§ Teks yang Diberikan:
+--

Senin, 05 Maret 2018

Arok Dedes (Pramoedya Ananta Toer)

Satu hal yang paling aku sukai dari karya-karyanya Pak Pram adalah tentang penggambaran setting tempat dan alur ceritanya. Beliau mampu mendeskripsikan secara detail lokasi-lokasi yang menjadi latar cerita dan beberapa peristiwa besar dalam sejarah Nasional sehingga pembaca mampu membayangkan seperti apa kondisi saat itu. Beliau mampu menggabungkan cerita deskriptif dengan narasi yang begitu indah namun tidak terlihat bertele-tele atau istilahnya sekarang, lebay.

Salah satu novel yang saat ini sedang aku baca adalah Arok Dedes. Pasti sebagian besar kita sudah sangat familiar dengan kisah dua sejoli ini. Sebagian besar kita sudah sangat paham bagaimana alur cerita dari kisah tersebut. Tak perlu lagi aku ceritakan kembali bagaimana kisah itu berlangsung. Dan bagi yang belum tahu kisahnya, lebih baik segera mencari novel-novel tersebut baik dari karya Pak Pram sendiri maupun karya-karya dari novelis lainnya.

+--

§ Tugas yang Diberikan A:
Tolong sebutkan jumlah baris pada data di bawah yang memuat kata "hair", dengan membedakan huruf besar dan kecil. Tulis angkanya saja.

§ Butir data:
+--

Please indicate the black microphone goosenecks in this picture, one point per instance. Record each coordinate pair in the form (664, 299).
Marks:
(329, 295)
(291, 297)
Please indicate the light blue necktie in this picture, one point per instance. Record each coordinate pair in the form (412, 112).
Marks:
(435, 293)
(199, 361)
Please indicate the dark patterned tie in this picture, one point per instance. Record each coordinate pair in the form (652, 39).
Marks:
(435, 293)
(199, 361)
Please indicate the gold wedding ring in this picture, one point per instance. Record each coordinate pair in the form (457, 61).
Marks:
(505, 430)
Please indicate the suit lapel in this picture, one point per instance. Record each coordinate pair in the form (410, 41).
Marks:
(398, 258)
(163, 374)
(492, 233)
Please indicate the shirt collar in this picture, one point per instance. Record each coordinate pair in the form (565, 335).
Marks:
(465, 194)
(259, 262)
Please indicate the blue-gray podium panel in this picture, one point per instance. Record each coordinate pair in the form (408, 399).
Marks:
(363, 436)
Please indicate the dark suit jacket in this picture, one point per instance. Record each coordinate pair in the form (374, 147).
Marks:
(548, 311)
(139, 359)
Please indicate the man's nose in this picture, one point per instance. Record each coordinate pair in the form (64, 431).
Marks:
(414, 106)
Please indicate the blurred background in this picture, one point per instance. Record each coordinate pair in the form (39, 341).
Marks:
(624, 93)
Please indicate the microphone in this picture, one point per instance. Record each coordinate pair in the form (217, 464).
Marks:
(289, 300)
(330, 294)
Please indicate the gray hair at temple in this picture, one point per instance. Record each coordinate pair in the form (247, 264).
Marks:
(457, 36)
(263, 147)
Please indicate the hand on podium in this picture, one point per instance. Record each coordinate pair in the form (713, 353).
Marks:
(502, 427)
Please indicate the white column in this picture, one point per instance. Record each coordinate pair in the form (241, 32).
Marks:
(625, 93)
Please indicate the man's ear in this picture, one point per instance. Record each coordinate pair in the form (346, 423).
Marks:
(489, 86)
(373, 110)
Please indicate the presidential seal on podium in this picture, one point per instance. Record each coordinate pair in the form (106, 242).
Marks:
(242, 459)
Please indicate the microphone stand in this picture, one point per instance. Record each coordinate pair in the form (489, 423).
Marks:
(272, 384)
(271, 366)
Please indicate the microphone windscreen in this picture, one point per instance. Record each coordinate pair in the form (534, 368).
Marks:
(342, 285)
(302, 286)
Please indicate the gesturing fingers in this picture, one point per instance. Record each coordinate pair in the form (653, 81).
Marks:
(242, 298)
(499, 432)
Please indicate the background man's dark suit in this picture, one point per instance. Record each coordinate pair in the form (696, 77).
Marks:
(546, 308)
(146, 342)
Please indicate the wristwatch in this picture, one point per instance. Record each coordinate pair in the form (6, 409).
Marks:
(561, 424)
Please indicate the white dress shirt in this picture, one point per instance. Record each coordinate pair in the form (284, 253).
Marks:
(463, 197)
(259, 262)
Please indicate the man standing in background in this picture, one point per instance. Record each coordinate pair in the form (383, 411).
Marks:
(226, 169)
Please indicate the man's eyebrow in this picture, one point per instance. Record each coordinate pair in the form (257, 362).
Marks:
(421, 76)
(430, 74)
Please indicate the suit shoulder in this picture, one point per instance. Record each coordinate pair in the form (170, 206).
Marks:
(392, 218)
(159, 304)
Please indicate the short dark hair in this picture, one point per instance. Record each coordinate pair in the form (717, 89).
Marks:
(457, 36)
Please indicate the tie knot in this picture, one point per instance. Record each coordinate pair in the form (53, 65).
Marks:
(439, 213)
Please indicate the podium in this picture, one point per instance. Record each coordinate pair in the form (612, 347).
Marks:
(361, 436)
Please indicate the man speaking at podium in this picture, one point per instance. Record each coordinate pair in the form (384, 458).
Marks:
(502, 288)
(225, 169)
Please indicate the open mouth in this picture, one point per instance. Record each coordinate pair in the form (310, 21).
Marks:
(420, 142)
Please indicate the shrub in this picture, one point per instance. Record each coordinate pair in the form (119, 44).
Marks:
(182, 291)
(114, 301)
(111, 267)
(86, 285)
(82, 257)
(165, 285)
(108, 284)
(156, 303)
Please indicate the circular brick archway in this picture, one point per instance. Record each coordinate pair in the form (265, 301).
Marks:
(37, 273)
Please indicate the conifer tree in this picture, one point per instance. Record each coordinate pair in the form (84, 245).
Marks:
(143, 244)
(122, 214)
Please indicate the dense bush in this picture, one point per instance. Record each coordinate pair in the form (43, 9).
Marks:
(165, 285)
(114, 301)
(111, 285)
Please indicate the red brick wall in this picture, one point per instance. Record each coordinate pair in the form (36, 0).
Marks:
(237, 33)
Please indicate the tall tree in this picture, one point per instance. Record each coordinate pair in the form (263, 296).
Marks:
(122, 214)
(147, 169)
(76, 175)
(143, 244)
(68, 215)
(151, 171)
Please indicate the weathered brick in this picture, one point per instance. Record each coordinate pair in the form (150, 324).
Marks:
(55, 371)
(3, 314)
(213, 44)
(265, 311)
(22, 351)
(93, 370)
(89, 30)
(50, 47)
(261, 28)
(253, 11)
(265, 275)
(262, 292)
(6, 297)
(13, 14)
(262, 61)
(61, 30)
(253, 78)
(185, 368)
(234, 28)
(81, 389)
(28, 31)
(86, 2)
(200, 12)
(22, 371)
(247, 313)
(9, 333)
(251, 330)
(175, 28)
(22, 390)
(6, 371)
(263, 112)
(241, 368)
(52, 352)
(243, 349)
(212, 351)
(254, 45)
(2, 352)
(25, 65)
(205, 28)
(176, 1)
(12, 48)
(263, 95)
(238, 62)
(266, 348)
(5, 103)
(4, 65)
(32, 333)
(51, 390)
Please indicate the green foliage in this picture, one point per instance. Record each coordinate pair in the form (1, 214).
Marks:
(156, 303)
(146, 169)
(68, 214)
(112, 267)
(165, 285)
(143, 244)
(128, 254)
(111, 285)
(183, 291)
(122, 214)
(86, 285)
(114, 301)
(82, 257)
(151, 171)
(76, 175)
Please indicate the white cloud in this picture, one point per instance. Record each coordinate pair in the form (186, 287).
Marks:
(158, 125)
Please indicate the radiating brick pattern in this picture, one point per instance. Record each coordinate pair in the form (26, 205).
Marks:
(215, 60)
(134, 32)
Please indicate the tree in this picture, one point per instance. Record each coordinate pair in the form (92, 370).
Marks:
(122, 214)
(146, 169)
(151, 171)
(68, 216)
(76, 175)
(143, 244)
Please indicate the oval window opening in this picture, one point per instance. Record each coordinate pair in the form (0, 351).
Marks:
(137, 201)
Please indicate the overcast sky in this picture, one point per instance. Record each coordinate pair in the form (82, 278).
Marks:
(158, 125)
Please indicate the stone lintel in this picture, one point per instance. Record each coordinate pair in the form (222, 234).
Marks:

+--

§ Tugas yang Diberikan B:
Lanjutkan tulisan tentang novel Arok Dedes di atas, dimulai setelah kalimat terakhirnya.

§ Hasil Akhir A:
2

§ Hasil Akhir B:
Kembali lagi aku masih saja mengagumi tokoh penulis penting ini, Pak Pram. Dalam novel Arok Dedes ini beliau sangat detail menggambarkan peristiwa-peristiwa yang terjadi di masa itu. Novel yang memiliki tebal tidak kurang dari 550 halaman ini, dalam 1,5 hari saja bisa dirampungkan sampai 350 halaman, ntah karena memang aku penggemar gaya bahasanya Pak Pram ataukah memang novelnya yang membuat kecanduan untuk terus membacanya. 

Bagi kalian yang suka dengan hal-hal berbau sejarah atau masa lalu, atau sedang menekuti hal-hal yang terkait masa lalu terutama masa Hindu-Buddha di Indonesia, novel ini bisa sangat membantu. Terlepas dari keakuratan data sejarahnya, hal itu memang harus disinkronkan kembali dengan data-data sejarah yang ada.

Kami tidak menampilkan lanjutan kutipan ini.